** Requirement **
Each record must reappear in the answer exactly as it is written.

[[ Recorded information, beginning ]]

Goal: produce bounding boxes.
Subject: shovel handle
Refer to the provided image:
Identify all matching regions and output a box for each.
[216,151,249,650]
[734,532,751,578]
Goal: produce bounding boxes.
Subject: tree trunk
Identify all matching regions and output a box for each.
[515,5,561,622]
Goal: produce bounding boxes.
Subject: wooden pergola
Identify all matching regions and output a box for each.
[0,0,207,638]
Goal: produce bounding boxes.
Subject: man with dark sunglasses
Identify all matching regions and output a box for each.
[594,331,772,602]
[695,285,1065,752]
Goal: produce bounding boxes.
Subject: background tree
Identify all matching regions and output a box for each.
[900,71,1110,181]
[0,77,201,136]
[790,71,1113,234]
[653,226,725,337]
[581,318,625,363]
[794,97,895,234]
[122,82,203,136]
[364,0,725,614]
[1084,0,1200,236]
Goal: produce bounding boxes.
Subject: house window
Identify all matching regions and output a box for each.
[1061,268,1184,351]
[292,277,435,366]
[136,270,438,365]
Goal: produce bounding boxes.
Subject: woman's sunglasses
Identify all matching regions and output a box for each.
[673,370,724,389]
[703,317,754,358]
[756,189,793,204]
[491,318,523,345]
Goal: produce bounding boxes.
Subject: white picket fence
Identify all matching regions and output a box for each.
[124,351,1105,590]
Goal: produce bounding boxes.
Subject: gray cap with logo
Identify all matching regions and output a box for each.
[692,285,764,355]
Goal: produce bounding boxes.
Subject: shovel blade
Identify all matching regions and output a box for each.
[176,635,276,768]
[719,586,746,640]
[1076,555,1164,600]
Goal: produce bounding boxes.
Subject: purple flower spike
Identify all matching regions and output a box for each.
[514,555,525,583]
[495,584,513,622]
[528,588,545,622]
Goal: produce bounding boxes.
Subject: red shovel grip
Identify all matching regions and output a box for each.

[[ Recorded information, end ]]

** Reply **
Goal: produce bounding boxes.
Subject: shovel handle
Refer to the provided image:
Identify all matching regions and output a box for each.
[216,151,249,650]
[734,532,751,578]
Goal: produce bounding boxes.
Subject: tree trunk
Identify all matching regions and output a box for each.
[515,5,561,622]
Goal: produce bounding boxes.
Subject: wooden pergola
Identify all matching regions and output a box for each.
[0,0,207,638]
Goal: produce bounding boxes.
Subject: man with dark sunglasses
Identify all matching regions and output a box for each.
[594,331,772,602]
[695,285,1065,752]
Goal: produce bounding boxes.
Subject: background tree
Identify all matching regions and output a box for each.
[900,71,1110,181]
[0,77,201,136]
[790,71,1113,234]
[653,226,725,337]
[581,318,625,363]
[794,97,895,234]
[122,82,203,136]
[364,0,725,614]
[1084,0,1200,236]
Goal: produce bounding boxes.
Subject: house window
Identify all matching regions and output a box for each.
[1061,268,1184,351]
[292,277,435,366]
[136,270,438,365]
Goal: produce bounding boxes.
Subject: woman's sunglasses
Identify all matching regions and output a box for each.
[673,370,724,389]
[703,317,754,358]
[756,189,793,204]
[491,318,523,345]
Goal: produce bounding boxes.
Subject: white picket fence
Identify all matching regions and output a box for each.
[124,351,1105,590]
Goal: produce bounding boxes.
Subject: gray cap with logo
Identify all matching regions and output a box for each.
[692,285,764,355]
Goal: produce bounding boxes.
Subject: shovel blade
Identify all matching regions and output a box for each.
[176,635,276,768]
[719,586,746,640]
[1076,555,1164,600]
Goal: produce bounding boxes.
Subject: purple flower spike
Identify all matching regions and output a box for each.
[514,555,525,583]
[495,584,513,622]
[528,588,545,622]
Goal: produce bounding boxes.
Subject: red shovel grip
Identify all matching regions and output a box for each.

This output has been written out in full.